Referring expression data:
_____
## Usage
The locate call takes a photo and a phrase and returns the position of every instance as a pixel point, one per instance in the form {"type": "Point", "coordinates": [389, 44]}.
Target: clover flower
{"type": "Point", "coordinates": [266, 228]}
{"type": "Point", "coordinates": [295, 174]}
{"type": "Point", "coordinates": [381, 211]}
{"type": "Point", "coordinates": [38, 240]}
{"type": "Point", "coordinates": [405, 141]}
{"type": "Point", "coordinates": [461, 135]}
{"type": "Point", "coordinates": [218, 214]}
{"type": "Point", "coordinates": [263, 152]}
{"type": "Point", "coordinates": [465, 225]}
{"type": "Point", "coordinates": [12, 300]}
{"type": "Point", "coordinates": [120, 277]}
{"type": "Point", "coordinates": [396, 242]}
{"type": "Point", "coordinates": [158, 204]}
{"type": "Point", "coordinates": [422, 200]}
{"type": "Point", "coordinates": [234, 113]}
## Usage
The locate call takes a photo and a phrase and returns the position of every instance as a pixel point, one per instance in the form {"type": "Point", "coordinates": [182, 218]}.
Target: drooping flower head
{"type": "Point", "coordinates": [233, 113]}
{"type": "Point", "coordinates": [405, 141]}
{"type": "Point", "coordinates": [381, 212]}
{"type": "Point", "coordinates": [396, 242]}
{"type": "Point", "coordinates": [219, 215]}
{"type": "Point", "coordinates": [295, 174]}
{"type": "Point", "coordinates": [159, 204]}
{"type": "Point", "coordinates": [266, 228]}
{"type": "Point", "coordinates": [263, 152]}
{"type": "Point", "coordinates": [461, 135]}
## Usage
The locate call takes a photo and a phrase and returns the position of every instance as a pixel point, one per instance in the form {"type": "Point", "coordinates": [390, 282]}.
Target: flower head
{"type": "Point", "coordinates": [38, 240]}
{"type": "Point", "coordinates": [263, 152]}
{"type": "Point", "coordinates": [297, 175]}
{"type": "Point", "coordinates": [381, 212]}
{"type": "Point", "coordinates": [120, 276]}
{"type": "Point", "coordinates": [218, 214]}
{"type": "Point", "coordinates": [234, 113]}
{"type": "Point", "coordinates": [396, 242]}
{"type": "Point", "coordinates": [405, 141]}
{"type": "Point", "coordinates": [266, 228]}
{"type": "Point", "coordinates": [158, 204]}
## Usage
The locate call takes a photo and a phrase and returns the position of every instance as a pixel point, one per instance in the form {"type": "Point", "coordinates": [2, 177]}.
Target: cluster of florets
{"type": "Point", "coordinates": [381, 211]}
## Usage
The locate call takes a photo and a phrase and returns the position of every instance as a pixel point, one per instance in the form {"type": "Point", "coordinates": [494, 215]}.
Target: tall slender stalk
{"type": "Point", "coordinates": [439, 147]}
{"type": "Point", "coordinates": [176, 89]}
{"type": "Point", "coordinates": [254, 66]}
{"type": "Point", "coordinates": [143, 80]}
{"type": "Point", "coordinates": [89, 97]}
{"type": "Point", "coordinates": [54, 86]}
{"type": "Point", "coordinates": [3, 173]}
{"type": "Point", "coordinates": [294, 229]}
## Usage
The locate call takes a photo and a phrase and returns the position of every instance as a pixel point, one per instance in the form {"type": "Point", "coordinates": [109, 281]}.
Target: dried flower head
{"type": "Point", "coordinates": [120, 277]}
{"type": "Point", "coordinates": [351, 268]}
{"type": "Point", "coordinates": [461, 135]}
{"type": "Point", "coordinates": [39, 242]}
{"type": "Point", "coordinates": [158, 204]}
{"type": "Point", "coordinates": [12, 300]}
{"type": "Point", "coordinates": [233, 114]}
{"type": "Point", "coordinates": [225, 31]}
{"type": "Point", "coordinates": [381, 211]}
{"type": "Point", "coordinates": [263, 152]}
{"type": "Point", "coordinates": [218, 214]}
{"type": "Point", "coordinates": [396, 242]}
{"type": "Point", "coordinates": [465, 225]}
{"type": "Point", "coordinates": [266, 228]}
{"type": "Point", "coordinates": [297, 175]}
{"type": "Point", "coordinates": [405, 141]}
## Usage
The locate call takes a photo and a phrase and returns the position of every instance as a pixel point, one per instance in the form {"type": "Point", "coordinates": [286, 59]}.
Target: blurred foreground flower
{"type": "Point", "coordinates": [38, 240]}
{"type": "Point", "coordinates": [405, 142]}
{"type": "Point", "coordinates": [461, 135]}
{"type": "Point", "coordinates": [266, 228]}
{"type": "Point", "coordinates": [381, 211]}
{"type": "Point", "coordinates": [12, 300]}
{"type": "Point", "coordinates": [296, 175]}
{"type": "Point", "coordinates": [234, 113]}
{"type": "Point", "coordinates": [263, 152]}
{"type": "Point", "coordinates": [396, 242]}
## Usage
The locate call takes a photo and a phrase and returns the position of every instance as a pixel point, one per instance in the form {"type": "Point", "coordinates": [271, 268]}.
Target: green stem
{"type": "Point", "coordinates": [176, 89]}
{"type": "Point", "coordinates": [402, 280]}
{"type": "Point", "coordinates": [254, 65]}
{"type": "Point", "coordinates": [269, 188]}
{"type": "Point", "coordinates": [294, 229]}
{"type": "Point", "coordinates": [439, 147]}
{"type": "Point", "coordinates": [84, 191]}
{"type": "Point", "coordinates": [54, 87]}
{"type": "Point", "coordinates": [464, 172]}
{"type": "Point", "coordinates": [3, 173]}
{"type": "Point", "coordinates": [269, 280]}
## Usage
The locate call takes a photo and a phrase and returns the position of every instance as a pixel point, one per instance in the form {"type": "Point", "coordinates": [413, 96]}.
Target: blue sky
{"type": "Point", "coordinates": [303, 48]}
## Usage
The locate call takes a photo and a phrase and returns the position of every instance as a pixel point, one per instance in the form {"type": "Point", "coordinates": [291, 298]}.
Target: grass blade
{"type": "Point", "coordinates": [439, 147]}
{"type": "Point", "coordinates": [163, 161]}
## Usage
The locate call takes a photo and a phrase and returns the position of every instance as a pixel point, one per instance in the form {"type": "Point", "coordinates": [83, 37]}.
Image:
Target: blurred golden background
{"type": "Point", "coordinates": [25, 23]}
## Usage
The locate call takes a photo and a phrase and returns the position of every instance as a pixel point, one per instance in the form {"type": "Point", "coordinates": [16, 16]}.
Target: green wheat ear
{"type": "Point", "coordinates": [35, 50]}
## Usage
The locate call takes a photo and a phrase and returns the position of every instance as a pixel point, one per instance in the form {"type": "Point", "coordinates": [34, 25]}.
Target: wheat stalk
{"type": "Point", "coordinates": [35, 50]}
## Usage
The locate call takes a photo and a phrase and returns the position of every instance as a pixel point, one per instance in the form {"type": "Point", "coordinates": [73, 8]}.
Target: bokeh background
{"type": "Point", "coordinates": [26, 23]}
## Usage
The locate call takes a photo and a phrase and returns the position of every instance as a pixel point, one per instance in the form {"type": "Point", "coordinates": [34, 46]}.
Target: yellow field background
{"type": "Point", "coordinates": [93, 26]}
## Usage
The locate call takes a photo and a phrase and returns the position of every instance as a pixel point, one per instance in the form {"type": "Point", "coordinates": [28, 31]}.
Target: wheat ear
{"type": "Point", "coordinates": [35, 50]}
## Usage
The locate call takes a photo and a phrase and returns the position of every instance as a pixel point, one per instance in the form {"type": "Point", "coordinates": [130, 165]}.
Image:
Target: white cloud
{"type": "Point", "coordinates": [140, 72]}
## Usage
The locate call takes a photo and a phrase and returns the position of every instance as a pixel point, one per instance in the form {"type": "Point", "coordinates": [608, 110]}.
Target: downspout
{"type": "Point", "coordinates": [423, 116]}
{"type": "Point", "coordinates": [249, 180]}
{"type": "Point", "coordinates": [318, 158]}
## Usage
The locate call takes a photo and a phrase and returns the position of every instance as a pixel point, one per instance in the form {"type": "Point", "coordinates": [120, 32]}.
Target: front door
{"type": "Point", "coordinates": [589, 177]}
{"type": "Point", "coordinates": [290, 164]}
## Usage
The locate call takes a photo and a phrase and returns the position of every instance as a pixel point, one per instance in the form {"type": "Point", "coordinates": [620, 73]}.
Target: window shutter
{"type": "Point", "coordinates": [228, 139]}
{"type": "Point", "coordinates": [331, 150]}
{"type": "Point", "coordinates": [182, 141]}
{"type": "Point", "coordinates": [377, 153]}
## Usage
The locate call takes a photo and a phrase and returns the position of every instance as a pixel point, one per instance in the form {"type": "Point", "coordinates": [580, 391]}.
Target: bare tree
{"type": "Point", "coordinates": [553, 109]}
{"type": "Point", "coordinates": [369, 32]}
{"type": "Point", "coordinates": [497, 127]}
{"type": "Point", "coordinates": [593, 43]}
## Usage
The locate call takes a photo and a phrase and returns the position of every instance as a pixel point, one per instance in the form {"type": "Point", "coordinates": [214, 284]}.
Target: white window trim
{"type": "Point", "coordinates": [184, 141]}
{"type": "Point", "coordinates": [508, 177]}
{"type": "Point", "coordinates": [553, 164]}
_____
Emit only the final stretch of the records: the line containing "Target: window shutter" through the end, each line exactly as it stands.

RESULT BELOW =
Target: window shutter
{"type": "Point", "coordinates": [228, 139]}
{"type": "Point", "coordinates": [331, 150]}
{"type": "Point", "coordinates": [182, 141]}
{"type": "Point", "coordinates": [377, 153]}
## Usage
The locate call takes a photo and a phrase and returns the position of every instance as a pixel point, one per instance in the form {"type": "Point", "coordinates": [580, 391]}.
Target: bare tree
{"type": "Point", "coordinates": [553, 109]}
{"type": "Point", "coordinates": [369, 32]}
{"type": "Point", "coordinates": [497, 127]}
{"type": "Point", "coordinates": [593, 43]}
## Usage
The locate call takes a photo and a phrase and returns the position of every instance as a pixel point, one per instance in the form {"type": "Point", "coordinates": [214, 284]}.
Target: white window trim
{"type": "Point", "coordinates": [184, 141]}
{"type": "Point", "coordinates": [508, 177]}
{"type": "Point", "coordinates": [553, 164]}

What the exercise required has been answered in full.